━━ Data to use
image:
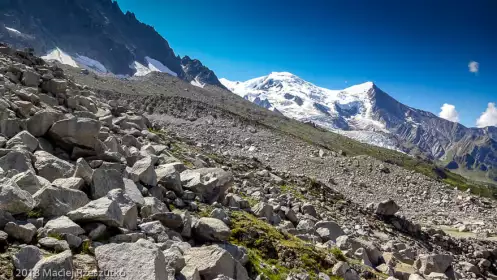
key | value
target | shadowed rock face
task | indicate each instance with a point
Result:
(97, 29)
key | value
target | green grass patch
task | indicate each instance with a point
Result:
(275, 254)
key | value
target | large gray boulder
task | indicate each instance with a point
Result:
(210, 184)
(128, 208)
(437, 263)
(169, 177)
(54, 201)
(26, 258)
(168, 219)
(387, 208)
(41, 121)
(63, 225)
(152, 206)
(140, 260)
(23, 139)
(211, 229)
(211, 261)
(30, 78)
(16, 160)
(55, 86)
(13, 199)
(83, 171)
(143, 171)
(28, 181)
(51, 167)
(133, 192)
(69, 132)
(104, 180)
(101, 210)
(263, 210)
(54, 264)
(328, 230)
(69, 183)
(174, 259)
(22, 232)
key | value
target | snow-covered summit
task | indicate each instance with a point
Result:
━━━━
Rewrite every line of the data above as a numbered list, skipping blank lines and leaving out the picture.

1. image:
2. key | value
3. target | shadowed rock face
4. task | indicate each instance with a point
5. Result:
6. (97, 29)
7. key | value
8. target | green grass patch
9. task | indicate each instance with a point
10. Result:
11. (275, 254)
12. key | value
13. target | large gray boulder
14. task | indicate each instance with a point
15. Result:
16. (210, 184)
17. (128, 208)
18. (437, 263)
19. (169, 177)
20. (54, 201)
21. (26, 258)
22. (168, 219)
23. (387, 208)
24. (41, 121)
25. (63, 225)
26. (152, 206)
27. (140, 260)
28. (23, 139)
29. (211, 229)
30. (211, 261)
31. (30, 78)
32. (16, 160)
33. (55, 86)
34. (13, 199)
35. (83, 171)
36. (143, 171)
37. (28, 181)
38. (51, 167)
39. (133, 192)
40. (69, 132)
41. (104, 180)
42. (101, 210)
43. (263, 210)
44. (54, 264)
45. (328, 230)
46. (69, 183)
47. (174, 259)
48. (22, 232)
49. key | value
50. target | snow-covered summit
51. task | indicate each instance with a point
52. Result:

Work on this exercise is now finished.